# YOUR INSTRUCTIONS
Pictures stay out; everything else in the records is to be copied exactly.
___ DATASET CONTENT
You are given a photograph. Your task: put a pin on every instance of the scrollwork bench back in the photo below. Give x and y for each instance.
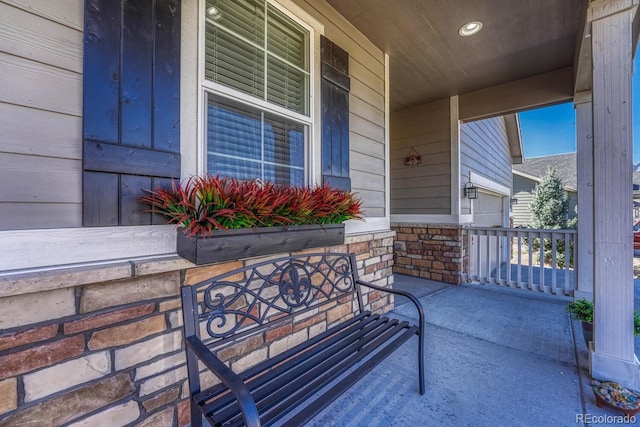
(253, 301)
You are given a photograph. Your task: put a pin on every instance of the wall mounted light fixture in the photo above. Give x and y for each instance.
(470, 191)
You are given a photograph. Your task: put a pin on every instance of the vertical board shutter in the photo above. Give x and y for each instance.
(131, 116)
(335, 115)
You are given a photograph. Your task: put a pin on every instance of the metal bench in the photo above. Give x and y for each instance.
(236, 307)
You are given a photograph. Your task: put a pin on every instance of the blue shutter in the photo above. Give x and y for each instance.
(335, 88)
(131, 116)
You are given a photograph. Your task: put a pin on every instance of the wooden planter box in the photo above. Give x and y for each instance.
(225, 245)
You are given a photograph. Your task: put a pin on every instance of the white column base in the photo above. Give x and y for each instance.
(607, 368)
______
# SOLVED EXERCISE
You are given a photograph. Your task: put a pin on every instance of the scrollwork bench back in the photo below. Give x and y for each instance.
(253, 301)
You are given a photograph. Your task: put a pin on every instance of the wall mounted light fixture in the photo above. Give x and y for each instance.
(470, 191)
You are given a photograph. Your task: put a pin on every instance of the vertical board shutter in the photo above. Give x and y for each instance.
(131, 116)
(335, 115)
You are given a photograph. Your task: put a pin on every instance of the metal bench in the photo above. Give x and y for each instance.
(236, 307)
You are given a photograph. Your task: put a pin on every instance of the blue shutter in the photo above. Give x and y for each instance.
(335, 88)
(131, 116)
You are given a photograph. Your task: put a pin on every instance of the wooden planter box in the photo above. Give x and y for each instance.
(225, 245)
You are given a photograph. Your task: put a pin on every instance of the white column base in the photo above. Give x and y for each instance.
(607, 368)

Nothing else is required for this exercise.